TASK GOAL →
Rewrite every one of the entries below, replacing "one point per instance" with "a single point for each instance" everywhere it occurs. Keep all other text as it stands.

(Dataset excerpts on object pointing)

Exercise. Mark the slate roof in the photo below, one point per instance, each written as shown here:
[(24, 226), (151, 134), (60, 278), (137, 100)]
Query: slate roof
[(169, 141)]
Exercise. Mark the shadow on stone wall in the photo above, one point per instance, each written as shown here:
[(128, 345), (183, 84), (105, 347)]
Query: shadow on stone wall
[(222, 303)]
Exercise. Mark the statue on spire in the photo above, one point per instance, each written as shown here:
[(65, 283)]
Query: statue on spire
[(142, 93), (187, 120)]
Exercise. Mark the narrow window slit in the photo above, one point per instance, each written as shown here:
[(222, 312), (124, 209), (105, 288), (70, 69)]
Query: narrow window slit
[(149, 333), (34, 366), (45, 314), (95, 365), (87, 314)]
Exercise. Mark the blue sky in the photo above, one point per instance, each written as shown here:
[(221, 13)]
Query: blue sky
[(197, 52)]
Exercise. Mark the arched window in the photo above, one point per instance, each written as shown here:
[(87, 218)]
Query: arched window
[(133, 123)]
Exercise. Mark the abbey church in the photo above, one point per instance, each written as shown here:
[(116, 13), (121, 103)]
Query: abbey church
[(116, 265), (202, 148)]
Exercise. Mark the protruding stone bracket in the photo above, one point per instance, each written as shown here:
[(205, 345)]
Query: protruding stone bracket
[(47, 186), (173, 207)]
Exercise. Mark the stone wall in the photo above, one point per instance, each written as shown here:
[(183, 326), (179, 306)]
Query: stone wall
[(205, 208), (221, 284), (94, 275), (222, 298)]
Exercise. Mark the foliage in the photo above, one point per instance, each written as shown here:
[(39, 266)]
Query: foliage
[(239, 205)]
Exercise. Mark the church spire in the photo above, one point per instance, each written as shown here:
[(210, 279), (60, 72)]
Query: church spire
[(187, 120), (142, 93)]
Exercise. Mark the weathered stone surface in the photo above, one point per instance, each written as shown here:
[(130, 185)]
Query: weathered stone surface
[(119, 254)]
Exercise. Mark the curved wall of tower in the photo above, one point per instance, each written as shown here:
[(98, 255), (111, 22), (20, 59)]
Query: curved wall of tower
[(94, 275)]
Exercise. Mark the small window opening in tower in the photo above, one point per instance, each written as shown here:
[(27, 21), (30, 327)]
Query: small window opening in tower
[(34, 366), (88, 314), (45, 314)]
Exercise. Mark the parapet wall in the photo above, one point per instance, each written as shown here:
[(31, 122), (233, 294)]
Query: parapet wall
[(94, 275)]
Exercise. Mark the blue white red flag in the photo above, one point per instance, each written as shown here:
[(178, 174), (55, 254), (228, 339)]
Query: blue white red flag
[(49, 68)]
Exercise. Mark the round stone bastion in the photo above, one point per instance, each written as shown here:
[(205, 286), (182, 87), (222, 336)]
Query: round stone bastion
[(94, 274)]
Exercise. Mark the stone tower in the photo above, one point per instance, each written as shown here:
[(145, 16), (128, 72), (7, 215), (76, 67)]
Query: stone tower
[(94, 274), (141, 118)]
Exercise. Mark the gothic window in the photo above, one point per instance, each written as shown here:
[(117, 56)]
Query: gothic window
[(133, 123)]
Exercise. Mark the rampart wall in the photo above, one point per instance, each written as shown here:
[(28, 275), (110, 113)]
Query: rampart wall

EXPECTED ANSWER →
Exercise. Mark the slate roof in the photo below, a single point for each instance, each written as shown here:
[(24, 226), (151, 134), (60, 278), (137, 100)]
Query: slate roof
[(169, 141)]
Exercise. Mark the shadow on stone wall in the photo above, a single point for each instance, each written as shown here:
[(128, 345), (183, 84), (105, 347)]
Query: shadow on stone wall
[(222, 303)]
Exercise. Mark the statue on spire in the photo above, a single point for each instance, each written as shown here:
[(65, 283)]
Query: statue on spire
[(142, 93), (187, 120)]
Exercise. Mark the narrow window slit in the photo above, a single point for each instance, each written as shown here:
[(222, 312), (124, 209), (105, 288), (70, 69)]
Query: narrow window slit
[(149, 333), (34, 366), (45, 314), (95, 365), (87, 314)]
Exercise. Mark the blue sky in the photo above, a single point for each instance, each written as shown here:
[(221, 13)]
Query: blue sky
[(197, 52)]
Exercise. Mark the arched window in the photo above, a single point for each instance, each written as shown here:
[(87, 218)]
Query: arched window
[(133, 123)]
Exercise. Mark the abbey church in the photo above, a single point for each instance, each written as shown here:
[(116, 13), (121, 103)]
Query: abbey church
[(116, 265), (202, 148)]
Exercise. Mark the protruding stone bracket in the photo above, a single point for each instance, each written as shown here:
[(205, 345)]
Query: protruding stone bracket
[(47, 186), (173, 207)]
Exercise. Mark the stone wall in the photo above, a single point for each instance, each written as shown here:
[(183, 326), (179, 306)]
Query: stone wall
[(205, 208), (221, 284), (94, 275), (222, 298)]
Exercise. Mark the foliage in the photo above, a single point for each instance, each written as shown here:
[(39, 266)]
Query: foliage
[(239, 205)]
Exercise. Mark the church spire in the photo above, a single point for each instance, each written as shown here:
[(210, 279), (60, 72)]
Query: church spire
[(187, 120), (142, 93)]
Exercise. Mark the weathered stone surface in the photo above, a single point for each instance, each written as shown here:
[(130, 185)]
Query: weathered stone surface
[(119, 254)]
Exercise. Mark the curved wall of tower in the photo above, a single point for each instance, each written as shown here:
[(98, 255), (111, 22), (20, 59)]
Query: curved wall of tower
[(94, 275)]
Exercise. Mark the small window opening in tower in the photo above, a single point for each instance, each written as shown here:
[(27, 21), (30, 327)]
Query: small window opening in tower
[(34, 366), (88, 314), (45, 314)]
Exercise. Mark the parapet wall in the photo above, a single point for each instance, each written as shown here:
[(31, 122), (233, 294)]
Query: parapet wall
[(94, 275)]
Exercise. Mark the blue white red flag in the photo above, a single point for each instance, each written as shown here:
[(178, 174), (55, 254), (228, 339)]
Query: blue white red flag
[(49, 68)]
Exercise. Mark the round stone bastion in the photo above, a single point for each instance, each written as shown here:
[(205, 286), (182, 87), (222, 336)]
Query: round stone bastion
[(94, 274)]
Exercise. Mark the stone tower in the photo above, a single point for each instance, each written as shown here:
[(145, 16), (128, 72), (7, 215), (76, 67)]
Query: stone tower
[(94, 274), (141, 118)]
Exercise. Mark the gothic window in the photo above, a single point for each instance, each written as shown here:
[(117, 56)]
Query: gothic window
[(133, 123)]
Exercise. Mark the rampart wall in the photo above, a single point for each instance, each written as shown here:
[(28, 275), (110, 113)]
Query: rampart wall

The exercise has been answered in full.